=== Job A ===
According to the representations and warranties passage, where are all of the Company's direct and indirect subsidiaries set forth?

=== Passage provided ===

3. Representations and Warranties. The Company represents and warrants to, and agrees with, the Manager at the Execution Time and on each such time the following representations and warranties are repeated or deemed to be made pursuant to this Agreement, as set forth below or in the Registration Statement, the Prospectus or the Incorporated Documents.

(a) Subsidiaries. All of the direct and indirect subsidiaries (individually, a “Subsidiary”) of the Company are set forth on Exhibit 21.1 to the Company’s most recent Annual Report on Form 10-K filed with the Commission. The Company owns, directly or indirectly, all of the capital stock or other equity interests of each Subsidiary free and clear of any “Liens” (which for purposes of this Agreement shall mean a lien, charge, security interest, encumbrance, right of first refusal, preemptive right or other restriction), and all the issued and outstanding shares of capital stock of each Subsidiary are validly issued and are fully paid, non-assessable and free of preemptive and similar rights to subscribe for or purchase securities.

=== Job B ===
Please rewrite the records below with "outline" replaced by "boundary", keeping everything else the same. Leave the pictures out of your answer.

=== Input for this task ===
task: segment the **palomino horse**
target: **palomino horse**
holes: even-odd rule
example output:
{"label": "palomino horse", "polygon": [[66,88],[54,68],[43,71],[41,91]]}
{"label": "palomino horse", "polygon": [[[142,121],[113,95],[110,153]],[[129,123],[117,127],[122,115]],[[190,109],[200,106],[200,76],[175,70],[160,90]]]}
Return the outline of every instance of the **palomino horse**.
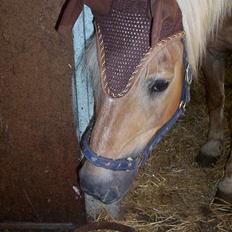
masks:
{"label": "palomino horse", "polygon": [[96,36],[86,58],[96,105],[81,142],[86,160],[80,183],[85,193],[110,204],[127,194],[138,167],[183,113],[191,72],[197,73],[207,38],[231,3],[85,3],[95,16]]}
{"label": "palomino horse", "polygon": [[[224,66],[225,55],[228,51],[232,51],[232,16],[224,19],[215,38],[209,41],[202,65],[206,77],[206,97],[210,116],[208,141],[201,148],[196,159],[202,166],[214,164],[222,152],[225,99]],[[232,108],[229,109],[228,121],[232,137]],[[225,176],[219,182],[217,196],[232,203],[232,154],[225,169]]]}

=== Written solution A ===
On Exhibit 21.1 to the Company's most recent Annual Report on Form 10-K filed with the Commission.

=== Written solution B ===
task: segment the **palomino horse**
target: **palomino horse**
holes: even-odd rule
example output:
{"label": "palomino horse", "polygon": [[66,88],[54,68],[43,71],[41,91]]}
{"label": "palomino horse", "polygon": [[[142,121],[113,95],[110,153]],[[129,123],[117,127],[122,115]],[[190,109],[200,106],[200,76],[175,70],[160,90]]]}
Return the boundary of every instance of the **palomino horse**.
masks:
{"label": "palomino horse", "polygon": [[96,36],[86,58],[96,105],[81,142],[86,160],[80,183],[85,193],[110,204],[127,194],[138,167],[183,113],[191,72],[197,73],[207,38],[231,3],[85,3],[95,16]]}
{"label": "palomino horse", "polygon": [[[224,66],[225,55],[228,51],[232,51],[232,16],[224,19],[215,38],[209,41],[202,65],[206,77],[206,97],[210,116],[208,141],[201,148],[196,159],[202,166],[214,164],[222,152],[225,99]],[[232,108],[229,109],[228,121],[232,137]],[[225,176],[219,182],[217,196],[232,203],[232,154],[225,169]]]}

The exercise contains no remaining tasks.